WHAT TO WORK ON >>
[a] Update the Watergate passage from the words "On 24 July 1974, the" through the words "of Chief Executive.", with "tape-recordings" replaced by "audio recordings".
[b] Using the Watergate passage, decide whether each statement agrees with it: (i) the Supreme Court's judgment was unanimous; (ii) Nixon resigned on 24 July 1974; (iii) Nixon spent a week debating whether to obey the court. Answer each with yes or no, and quote the deciding words.
[c] Resume the Watergate passage, starting after its last sentence.

DOCUMENT SECTION >>
On 24 July 1974, the Supreme Court of the United States announced one of its most historic and fateful decisions: it declared in a unanimous judgment that the President, Richard M. Nixon, must release tape-recordings of conversations which would reveal his involvement in the Watergate cover-up. After spending a day debating whether to obey the highest court in the land, Nixon capitulated and admitted:
Those arguing my case, as well as those passing judgment on the case, did so with information that was incomplete and in some respects erroneous. 1
On 9 August Nixon, faced with certain conviction in a Senate impeachment trial, became the first President to resign the office of Chief Executive.

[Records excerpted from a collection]
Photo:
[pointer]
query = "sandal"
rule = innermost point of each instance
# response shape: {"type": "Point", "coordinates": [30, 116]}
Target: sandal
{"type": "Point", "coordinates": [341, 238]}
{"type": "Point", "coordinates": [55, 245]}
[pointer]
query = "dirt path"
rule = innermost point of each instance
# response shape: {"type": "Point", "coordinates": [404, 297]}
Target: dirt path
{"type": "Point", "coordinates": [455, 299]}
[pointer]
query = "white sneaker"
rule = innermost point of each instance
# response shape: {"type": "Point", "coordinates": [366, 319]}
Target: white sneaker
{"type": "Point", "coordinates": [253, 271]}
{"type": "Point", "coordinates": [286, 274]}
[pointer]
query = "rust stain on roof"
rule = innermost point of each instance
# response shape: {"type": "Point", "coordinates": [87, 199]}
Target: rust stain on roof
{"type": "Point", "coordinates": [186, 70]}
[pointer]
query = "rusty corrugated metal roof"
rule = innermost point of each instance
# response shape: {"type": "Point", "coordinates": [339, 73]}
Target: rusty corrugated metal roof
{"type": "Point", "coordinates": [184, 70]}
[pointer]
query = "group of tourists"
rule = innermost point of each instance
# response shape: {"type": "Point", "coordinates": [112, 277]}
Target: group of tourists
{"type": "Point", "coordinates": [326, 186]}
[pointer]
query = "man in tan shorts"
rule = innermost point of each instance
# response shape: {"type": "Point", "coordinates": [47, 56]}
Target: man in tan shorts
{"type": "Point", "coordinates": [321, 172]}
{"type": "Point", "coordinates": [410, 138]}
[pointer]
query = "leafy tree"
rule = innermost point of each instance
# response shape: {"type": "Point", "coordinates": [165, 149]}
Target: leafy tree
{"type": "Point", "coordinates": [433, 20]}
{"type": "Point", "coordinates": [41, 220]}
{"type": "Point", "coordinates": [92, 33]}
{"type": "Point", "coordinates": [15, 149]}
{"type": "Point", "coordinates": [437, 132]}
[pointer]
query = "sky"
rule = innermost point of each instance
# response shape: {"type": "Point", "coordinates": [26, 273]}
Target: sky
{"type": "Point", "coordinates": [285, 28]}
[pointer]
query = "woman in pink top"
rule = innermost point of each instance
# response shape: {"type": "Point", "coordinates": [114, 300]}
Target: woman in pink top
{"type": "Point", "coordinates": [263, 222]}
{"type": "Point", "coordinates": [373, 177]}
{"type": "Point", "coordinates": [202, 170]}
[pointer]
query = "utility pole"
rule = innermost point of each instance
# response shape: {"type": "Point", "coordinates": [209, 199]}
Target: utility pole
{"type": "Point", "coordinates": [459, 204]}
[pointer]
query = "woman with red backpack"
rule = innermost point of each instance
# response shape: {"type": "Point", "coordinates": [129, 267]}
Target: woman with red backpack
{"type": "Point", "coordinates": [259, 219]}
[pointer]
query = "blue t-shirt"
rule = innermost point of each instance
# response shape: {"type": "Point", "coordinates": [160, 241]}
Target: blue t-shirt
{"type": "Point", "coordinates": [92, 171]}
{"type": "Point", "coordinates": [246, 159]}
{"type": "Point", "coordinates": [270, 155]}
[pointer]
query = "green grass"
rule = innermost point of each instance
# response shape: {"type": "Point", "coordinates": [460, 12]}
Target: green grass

ANSWER SET >>
[a]
On 24 July 1974, the Supreme Court of the United States announced one of its most historic and fateful decisions: it declared in a unanimous judgment that the President, Richard M. Nixon, must release audio recordings of conversations which would reveal his involvement in the Watergate cover-up. After spending a day debating whether to obey the highest court in the land, Nixon capitulated and admitted:
Those arguing my case, as well as those passing judgment on the case, did so with information that was incomplete and in some respects erroneous. 1
On 9 August Nixon, faced with certain conviction in a Senate impeachment trial, became the first President to resign the office of Chief Executive.

[b]
(i) Yes: "it declared in a unanimous judgment"
(ii) No: "On 9 August Nixon, faced with certain conviction in a Senate impeachment trial, became the first President to resign"
(iii) No: "After spending a day debating whether to obey the highest court in the land"

[c]
The case of United States v. Richard M. Nixon grew out of the Watergate scandal - the creation of the ‘plumbers’ unit in 1971, the break-in at the Democratic National Headquarters in 1972, and the perjury, obstruction of justice and conspiracy within the Nixon administration that followed in order to conceal from the American people the fact that the President himself was a party to the cover-up operation. The case was examined by the Supreme Court because the federal District Court’s subpoena on the President to produce 64 taped conversations was resisted by Nixon on the grounds of ‘executive privilege’. The public importance of the issue meant that the Supreme Court undertook consideration of the case and bypassed the US Court of Appeals. The Supreme Court came to the conclusion that the President had the right to confidential advice and discussions with his assistants, particularly on diplomatic and security matters. However, this right could not be extended to a general claim of ‘executive privilege’ to deny the production of relevant evidence in a criminal proceeding, as this was central to the administration of justice. Chief Justice Warren Burger wrote:
The impediment that an absolute, unqualified privilege would place in the way of the primary constitutional duty of the Judicial Branch to do justice in criminal prosecutions would plainly conflict with the functions of the courts under Article III [of the Constitution].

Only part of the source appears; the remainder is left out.